## [WHAT YOU HAVE TO DO]
Write the next part of the forum reply on tagging section headers in clinical notes, picking up after its final sentence.

## [PASSAGE TO READ]
Hi Abilash Mathew,

Thanks for providing the links - I am sure that they will be helpful to others 
researching sections.

I am vaguely familiar with your first link to SecTag.  As far as I know it also 
uses pattern recognition to identify section headers.  However, it also tries 
to validate (or extract) section types based upon the following text.  Perhaps 
somebody out there has a ctakes or uima ae that will use it, but I don't know 
of one.  If you create one please share it!  You can find some more Sectag info 
(and files) here: 
https://www.vumc.org/cpm/sectag-tagging-clinical-note-section-headers

I have never heard of that tokenization and crf paper or approach.  I don't 
have time to do more than skim through it, but it looks like they are using an 
ML-based recognizer.  It looks like their model actually trained using sectag 
synonyms as features.  I don't know if you could call this under-the-covers 
pattern recognition or not ...  Their comparison to full-text, window-unbounded 
dictionary lookup methods looks odd to me.  I don't know why anybody would do 
that.  When they do limit their lookup window to sentence only with dictionary 
lookup, lo and behold the precision shoots up to .82 and .85.  Again, I only 
skimmed the paper and I'm not trying to critique their method (it looks good), 
I am only stating that I find their comparison odd.   Their method is getting 
F1 .90 to .96 based upon configuration, which is excellent (again, my opinion 
only).  They used the public i2b2 2014 corpus, but I don't see any information 
about obtaining any code that they might have used.  It would be great to get 
that - in case you write the authors.

## [DATA TO EXAMINE]

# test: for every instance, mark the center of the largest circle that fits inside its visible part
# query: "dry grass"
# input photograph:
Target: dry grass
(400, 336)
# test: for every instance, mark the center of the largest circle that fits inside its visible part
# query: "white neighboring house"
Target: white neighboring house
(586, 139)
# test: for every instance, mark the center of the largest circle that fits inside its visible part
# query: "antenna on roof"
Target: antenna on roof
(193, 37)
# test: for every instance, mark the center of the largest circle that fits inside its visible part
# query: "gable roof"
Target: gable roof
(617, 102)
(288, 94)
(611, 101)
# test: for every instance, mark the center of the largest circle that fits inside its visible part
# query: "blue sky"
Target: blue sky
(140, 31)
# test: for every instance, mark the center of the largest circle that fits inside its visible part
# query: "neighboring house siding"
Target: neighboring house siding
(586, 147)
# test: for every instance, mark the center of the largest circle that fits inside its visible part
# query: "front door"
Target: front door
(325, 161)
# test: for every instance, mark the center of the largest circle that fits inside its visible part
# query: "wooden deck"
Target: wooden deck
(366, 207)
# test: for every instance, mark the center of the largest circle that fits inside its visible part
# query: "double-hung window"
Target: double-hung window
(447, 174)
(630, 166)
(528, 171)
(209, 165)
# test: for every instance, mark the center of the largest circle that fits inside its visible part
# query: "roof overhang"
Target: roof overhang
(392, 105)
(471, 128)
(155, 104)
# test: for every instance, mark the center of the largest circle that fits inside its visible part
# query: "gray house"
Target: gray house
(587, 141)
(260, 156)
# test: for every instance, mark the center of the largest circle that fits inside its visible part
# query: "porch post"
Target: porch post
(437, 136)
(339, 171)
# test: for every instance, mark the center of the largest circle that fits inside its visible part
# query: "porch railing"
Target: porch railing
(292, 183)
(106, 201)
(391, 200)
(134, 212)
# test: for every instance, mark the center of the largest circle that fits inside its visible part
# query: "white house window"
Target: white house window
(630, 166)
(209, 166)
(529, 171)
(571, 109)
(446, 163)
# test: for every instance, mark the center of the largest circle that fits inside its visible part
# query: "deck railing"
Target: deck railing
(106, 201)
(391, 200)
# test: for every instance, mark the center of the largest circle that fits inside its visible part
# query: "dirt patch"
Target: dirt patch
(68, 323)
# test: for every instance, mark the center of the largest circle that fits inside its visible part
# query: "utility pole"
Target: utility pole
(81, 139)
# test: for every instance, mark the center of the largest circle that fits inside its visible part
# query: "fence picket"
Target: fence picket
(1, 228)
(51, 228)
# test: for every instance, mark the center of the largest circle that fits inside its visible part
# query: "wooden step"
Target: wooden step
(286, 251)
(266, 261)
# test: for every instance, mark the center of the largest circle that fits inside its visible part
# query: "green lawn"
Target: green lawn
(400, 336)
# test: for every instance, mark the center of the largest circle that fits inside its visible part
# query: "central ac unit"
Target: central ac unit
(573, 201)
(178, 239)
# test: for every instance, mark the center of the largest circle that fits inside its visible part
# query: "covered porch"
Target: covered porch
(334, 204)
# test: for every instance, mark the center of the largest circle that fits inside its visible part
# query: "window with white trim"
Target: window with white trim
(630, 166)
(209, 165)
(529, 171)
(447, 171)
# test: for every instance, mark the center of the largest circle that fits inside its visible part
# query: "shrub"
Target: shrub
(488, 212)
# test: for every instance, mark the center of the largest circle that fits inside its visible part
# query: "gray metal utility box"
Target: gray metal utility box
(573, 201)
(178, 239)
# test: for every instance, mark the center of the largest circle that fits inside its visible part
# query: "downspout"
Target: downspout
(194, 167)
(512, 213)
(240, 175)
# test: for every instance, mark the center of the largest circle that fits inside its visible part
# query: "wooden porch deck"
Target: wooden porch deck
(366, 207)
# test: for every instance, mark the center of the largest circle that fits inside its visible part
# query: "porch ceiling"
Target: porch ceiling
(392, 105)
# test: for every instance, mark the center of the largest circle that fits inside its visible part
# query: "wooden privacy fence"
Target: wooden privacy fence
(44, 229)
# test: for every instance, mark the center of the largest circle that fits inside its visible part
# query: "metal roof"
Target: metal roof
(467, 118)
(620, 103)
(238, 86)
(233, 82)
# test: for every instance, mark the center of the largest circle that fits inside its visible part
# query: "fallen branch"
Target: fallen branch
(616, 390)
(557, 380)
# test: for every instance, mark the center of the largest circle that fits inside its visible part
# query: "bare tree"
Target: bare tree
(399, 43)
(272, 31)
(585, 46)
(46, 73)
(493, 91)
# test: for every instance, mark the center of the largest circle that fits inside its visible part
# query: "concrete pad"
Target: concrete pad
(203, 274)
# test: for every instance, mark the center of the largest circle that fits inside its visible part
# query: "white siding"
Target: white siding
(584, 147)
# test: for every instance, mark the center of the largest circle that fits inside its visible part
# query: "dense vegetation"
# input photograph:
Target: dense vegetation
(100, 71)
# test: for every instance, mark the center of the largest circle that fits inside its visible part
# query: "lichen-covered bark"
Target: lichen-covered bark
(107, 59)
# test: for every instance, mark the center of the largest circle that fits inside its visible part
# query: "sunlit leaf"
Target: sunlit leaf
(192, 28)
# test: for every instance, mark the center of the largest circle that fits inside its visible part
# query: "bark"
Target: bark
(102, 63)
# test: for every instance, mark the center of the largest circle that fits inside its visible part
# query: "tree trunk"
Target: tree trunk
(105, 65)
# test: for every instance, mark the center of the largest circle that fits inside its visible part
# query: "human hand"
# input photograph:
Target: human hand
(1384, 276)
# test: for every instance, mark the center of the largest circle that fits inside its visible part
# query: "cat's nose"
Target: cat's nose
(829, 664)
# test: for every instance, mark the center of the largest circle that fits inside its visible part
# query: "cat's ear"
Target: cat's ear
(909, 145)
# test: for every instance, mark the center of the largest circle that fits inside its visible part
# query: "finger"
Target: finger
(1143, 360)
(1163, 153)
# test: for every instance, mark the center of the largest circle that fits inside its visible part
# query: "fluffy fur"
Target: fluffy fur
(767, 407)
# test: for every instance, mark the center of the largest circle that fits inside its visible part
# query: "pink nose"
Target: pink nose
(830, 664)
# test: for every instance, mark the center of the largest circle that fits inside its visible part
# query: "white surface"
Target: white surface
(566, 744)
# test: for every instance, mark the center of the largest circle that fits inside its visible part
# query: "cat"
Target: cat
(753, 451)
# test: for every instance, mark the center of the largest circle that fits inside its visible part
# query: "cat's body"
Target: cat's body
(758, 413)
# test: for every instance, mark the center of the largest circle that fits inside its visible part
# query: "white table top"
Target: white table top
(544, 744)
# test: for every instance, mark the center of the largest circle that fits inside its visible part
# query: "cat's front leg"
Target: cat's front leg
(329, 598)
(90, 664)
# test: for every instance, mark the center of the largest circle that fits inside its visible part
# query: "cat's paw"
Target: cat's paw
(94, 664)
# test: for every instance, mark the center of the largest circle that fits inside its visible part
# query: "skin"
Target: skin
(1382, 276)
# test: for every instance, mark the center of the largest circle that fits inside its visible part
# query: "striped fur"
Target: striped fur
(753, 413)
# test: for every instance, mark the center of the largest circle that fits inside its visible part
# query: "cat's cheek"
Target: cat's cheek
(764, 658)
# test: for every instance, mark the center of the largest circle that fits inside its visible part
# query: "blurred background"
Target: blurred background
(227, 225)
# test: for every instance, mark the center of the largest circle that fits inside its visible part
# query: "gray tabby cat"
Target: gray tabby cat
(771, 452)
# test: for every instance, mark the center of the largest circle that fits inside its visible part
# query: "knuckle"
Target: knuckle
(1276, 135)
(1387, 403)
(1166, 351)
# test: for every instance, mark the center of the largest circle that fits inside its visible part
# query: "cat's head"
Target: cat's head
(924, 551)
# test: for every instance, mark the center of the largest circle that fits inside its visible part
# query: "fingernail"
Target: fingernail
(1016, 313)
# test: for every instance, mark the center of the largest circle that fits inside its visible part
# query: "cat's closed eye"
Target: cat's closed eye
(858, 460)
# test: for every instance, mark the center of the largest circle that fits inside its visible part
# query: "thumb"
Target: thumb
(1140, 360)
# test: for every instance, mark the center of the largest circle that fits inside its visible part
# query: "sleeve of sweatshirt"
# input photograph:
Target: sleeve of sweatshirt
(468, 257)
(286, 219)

## [OUTPUT FOR THIS TASK]
I am really running short on time here, so I only took a 10 second glance at 
the legal section id paper.  It looks like they are using pattern recognition, 
but instead of encoding it in a regex they use booleans like "leadingAsterisk" 
and "endsInPeriod".  This is like using regex ^\*.*\.$ (I think).  It is 
different from just one regex per section in that they have a two-step process, 
using the equivalent of the previous regex followed by the equivalent of 
another "contains" patterns.  So, get all ^\*.*\.$.  Then using regex lookahead 
(might be a better way), something with (?=\bTable\b)(?=\bcontents\b) = 
Table_of_Contents.  All that being said, it would be very easy to make an ae 
that
1.  Uses various regex to identify section header candidate sentences.  They 
can be read from a bsv.
2.  Uses a bsv listing SectionTitle||word1 word2 word3|TRUE
3.  Reads the bsv and processes each candidate sentence to see if they contain 
all words (column 2), must contain those words exclusively (column 3), and then 
assign a section title (column 1).
Without looking at the code, I think that the RegexSectionizer in ctakes core 
could easily be extended to do this in a couple of hours.  Then it would just 
be a matter of creating the list.

At this point I should probably admit that I do have a sectionizer in a private 
project that does something similar.  It first identifies candidate sentences 
via regex.  It reads in a list/table of section titles and synonyms for those 
titles and then attempts synonym matching.  The same thing could be done using 
a list/table extracted from SecTag for headers and synonyms.

Ok, back to my real job ...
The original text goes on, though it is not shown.